SOURCE MATERIAL -
=======

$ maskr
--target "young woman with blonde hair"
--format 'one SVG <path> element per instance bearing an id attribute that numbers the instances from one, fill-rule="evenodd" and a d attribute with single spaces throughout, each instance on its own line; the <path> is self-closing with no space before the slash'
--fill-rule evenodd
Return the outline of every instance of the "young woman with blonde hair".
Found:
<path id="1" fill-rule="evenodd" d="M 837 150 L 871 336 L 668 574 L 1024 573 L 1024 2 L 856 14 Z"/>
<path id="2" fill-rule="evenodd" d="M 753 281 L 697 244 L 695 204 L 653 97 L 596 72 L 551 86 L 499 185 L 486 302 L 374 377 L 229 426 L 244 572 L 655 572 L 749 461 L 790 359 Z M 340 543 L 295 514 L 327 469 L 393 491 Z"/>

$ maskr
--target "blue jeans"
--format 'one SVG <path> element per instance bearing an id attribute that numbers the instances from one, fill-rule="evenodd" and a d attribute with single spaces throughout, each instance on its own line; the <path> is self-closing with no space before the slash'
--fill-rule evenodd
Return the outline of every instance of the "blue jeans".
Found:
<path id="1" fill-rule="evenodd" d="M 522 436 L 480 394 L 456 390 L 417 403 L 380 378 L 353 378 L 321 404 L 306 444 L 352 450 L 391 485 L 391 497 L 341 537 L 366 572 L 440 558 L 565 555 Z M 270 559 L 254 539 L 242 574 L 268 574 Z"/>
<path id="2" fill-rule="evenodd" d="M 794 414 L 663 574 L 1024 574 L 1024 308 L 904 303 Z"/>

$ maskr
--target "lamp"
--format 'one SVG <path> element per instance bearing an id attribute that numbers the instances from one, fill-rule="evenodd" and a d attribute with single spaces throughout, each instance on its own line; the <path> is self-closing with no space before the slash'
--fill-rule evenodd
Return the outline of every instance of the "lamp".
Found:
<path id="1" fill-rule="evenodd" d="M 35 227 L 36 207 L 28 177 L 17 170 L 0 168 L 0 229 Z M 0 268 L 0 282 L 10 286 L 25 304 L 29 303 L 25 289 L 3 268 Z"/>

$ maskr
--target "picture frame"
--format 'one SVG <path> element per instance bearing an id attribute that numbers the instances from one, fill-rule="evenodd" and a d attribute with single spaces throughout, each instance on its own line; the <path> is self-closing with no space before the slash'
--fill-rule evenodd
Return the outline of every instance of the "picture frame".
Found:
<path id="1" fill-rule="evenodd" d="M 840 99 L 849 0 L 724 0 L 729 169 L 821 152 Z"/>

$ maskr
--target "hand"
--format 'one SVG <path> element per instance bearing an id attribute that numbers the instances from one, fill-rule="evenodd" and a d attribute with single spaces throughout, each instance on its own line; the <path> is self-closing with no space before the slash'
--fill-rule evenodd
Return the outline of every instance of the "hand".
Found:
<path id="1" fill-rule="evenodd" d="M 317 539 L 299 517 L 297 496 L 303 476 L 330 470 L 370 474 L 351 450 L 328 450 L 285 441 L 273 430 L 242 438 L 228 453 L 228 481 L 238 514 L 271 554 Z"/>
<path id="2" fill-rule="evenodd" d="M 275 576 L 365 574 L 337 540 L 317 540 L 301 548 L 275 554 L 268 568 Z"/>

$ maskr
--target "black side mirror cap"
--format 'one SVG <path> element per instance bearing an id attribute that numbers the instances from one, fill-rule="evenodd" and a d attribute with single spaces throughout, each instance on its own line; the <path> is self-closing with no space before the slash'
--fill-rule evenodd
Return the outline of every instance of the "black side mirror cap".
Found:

=======

PROBLEM - Repeat the listing above exactly, keeping every word as it stands.

RESULT OF THE TASK -
$ maskr
--target "young woman with blonde hair"
--format 'one SVG <path> element per instance bearing an id attribute that numbers the instances from one, fill-rule="evenodd" and a d attribute with single spaces throughout, each instance on its own line; the <path> is self-closing with no space before the slash'
--fill-rule evenodd
Return the outline of every instance of the "young woman with blonde hair".
Found:
<path id="1" fill-rule="evenodd" d="M 837 150 L 871 336 L 668 574 L 1024 573 L 1024 2 L 856 14 Z"/>
<path id="2" fill-rule="evenodd" d="M 753 281 L 697 244 L 695 204 L 653 97 L 596 72 L 551 86 L 499 185 L 486 302 L 374 377 L 229 426 L 244 572 L 655 572 L 749 461 L 790 359 Z M 340 543 L 295 514 L 327 469 L 393 491 Z"/>

$ maskr
--target "blue jeans"
--format 'one SVG <path> element per instance bearing an id attribute that numbers the instances from one, fill-rule="evenodd" and a d attribute with single spaces throughout, each instance on its own line; the <path> is self-closing with no space before the slash'
--fill-rule evenodd
Return the outline of every instance of the "blue jeans".
Found:
<path id="1" fill-rule="evenodd" d="M 522 436 L 480 394 L 456 390 L 417 403 L 380 378 L 353 378 L 321 404 L 306 444 L 352 450 L 391 485 L 391 497 L 341 537 L 366 572 L 440 558 L 565 555 Z M 270 559 L 254 539 L 242 574 L 268 574 Z"/>
<path id="2" fill-rule="evenodd" d="M 794 414 L 663 574 L 1024 574 L 1024 308 L 904 303 Z"/>

$ maskr
--target "lamp"
--format 'one SVG <path> element per instance bearing an id attribute that numbers the instances from one, fill-rule="evenodd" and a d attribute with single spaces throughout, each instance on its own line; the <path> is self-closing with no space before the slash'
--fill-rule evenodd
Return the outline of every instance of the "lamp".
Found:
<path id="1" fill-rule="evenodd" d="M 35 227 L 36 207 L 28 177 L 17 170 L 0 168 L 0 229 Z M 0 268 L 0 282 L 10 286 L 25 304 L 29 303 L 25 289 L 3 268 Z"/>

$ maskr
--target "picture frame"
--format 'one SVG <path> element per instance bearing an id attribute that numbers the instances from one, fill-rule="evenodd" and a d attribute with single spaces throughout, each instance on its own line; the <path> is self-closing with no space before the slash'
--fill-rule evenodd
Return the outline of every instance of the "picture frame".
Found:
<path id="1" fill-rule="evenodd" d="M 840 99 L 849 0 L 724 0 L 729 169 L 821 152 Z"/>

$ maskr
--target "hand"
--format 'one SVG <path> element per instance bearing an id attribute that numbers the instances from one, fill-rule="evenodd" and a d attribute with single spaces throughout, each instance on its own line; the <path> is self-closing with no space before the slash'
--fill-rule evenodd
Return the outline of every instance of the "hand".
Found:
<path id="1" fill-rule="evenodd" d="M 317 539 L 299 517 L 297 496 L 303 476 L 330 470 L 370 474 L 351 450 L 328 450 L 285 441 L 273 430 L 242 438 L 228 453 L 228 481 L 238 514 L 271 554 Z"/>
<path id="2" fill-rule="evenodd" d="M 275 576 L 365 574 L 337 540 L 317 540 L 301 548 L 275 554 L 268 568 Z"/>

$ maskr
--target "black side mirror cap"
--format 'one SVG <path> element per instance bearing an id attribute that numbers the instances from one, fill-rule="evenodd" and a d attribute with single spaces throughout, each instance on its own line; the <path> is self-closing with no space before the slash'
--fill-rule evenodd
Return the outline of every instance of the "black side mirror cap".
Found:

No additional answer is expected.